%%
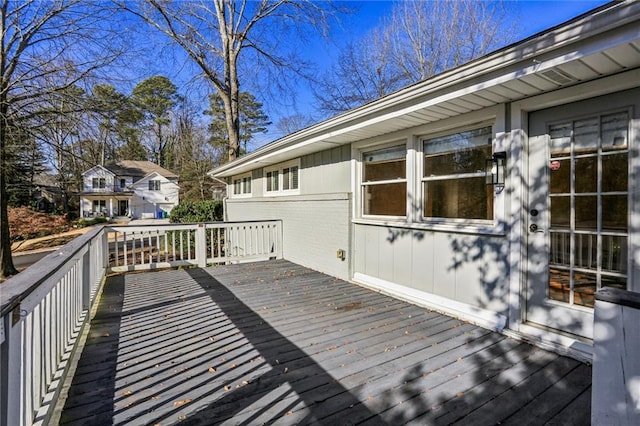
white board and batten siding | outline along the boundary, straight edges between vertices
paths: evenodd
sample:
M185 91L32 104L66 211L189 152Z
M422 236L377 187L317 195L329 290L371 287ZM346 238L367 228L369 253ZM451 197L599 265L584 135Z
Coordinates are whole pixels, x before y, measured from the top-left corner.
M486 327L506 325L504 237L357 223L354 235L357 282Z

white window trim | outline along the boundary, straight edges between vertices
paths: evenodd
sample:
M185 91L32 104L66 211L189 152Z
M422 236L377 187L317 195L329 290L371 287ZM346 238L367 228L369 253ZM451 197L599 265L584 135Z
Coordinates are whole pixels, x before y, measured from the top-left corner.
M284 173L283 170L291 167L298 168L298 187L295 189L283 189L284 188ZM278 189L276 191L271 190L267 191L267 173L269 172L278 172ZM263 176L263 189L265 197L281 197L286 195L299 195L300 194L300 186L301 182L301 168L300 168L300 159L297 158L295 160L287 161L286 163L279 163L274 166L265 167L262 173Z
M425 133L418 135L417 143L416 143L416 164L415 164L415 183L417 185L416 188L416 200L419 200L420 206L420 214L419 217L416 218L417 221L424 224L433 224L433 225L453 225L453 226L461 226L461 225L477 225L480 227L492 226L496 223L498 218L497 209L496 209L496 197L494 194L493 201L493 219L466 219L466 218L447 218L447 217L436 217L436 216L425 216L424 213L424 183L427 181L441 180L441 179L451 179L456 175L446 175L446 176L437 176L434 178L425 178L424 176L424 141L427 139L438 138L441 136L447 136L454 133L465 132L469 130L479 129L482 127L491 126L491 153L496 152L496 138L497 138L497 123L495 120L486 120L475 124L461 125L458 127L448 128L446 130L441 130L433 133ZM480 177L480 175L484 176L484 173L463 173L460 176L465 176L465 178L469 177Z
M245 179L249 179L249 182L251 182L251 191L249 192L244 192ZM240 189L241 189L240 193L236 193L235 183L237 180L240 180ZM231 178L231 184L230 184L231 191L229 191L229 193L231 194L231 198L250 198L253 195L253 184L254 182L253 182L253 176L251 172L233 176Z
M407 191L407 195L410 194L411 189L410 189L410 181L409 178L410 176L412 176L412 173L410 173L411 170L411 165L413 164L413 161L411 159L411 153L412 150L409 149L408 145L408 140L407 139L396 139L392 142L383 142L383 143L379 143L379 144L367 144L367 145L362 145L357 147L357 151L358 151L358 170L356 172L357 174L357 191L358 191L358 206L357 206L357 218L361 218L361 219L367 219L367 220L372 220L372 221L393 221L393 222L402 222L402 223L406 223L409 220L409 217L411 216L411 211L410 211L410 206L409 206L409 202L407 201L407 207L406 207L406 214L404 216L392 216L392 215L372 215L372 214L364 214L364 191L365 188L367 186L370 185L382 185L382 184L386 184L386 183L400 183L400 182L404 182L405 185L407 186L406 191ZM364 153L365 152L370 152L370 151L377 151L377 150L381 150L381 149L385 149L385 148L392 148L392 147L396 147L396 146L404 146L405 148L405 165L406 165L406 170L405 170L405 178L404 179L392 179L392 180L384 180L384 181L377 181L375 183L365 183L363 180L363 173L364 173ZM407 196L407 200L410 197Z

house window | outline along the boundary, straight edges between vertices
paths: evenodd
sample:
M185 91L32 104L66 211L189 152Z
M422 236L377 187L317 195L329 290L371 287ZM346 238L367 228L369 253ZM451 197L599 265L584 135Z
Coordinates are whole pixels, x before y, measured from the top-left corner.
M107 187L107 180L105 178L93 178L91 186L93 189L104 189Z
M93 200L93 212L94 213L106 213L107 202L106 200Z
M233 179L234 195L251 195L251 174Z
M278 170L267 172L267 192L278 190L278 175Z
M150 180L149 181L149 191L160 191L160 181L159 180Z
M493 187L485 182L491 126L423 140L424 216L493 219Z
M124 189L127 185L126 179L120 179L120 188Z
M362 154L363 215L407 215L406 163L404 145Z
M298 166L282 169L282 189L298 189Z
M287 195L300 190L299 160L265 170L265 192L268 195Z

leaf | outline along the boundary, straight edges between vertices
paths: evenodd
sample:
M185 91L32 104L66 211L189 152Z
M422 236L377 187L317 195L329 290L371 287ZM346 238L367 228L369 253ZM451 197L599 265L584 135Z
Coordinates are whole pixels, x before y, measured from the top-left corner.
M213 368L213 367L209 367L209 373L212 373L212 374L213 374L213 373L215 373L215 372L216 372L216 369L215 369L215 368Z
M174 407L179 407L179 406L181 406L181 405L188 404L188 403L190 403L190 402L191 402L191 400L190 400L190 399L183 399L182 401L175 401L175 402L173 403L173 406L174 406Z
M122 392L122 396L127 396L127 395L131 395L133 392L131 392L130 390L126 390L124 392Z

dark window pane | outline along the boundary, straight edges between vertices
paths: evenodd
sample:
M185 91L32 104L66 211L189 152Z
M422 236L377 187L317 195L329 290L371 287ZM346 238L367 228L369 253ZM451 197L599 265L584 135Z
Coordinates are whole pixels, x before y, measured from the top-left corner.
%%
# Exercise
Your response should be made up of the lines in the data that contain the word "edges".

# Response
white board and batten siding | outline along the boundary, straight edges between vertices
white window trim | outline along the boundary, straight edges between vertices
house window | outline along the boundary, straight edges between vertices
leaf | outline along the boundary, straight edges between vertices
dark window pane | outline along the boundary, straight edges between vertices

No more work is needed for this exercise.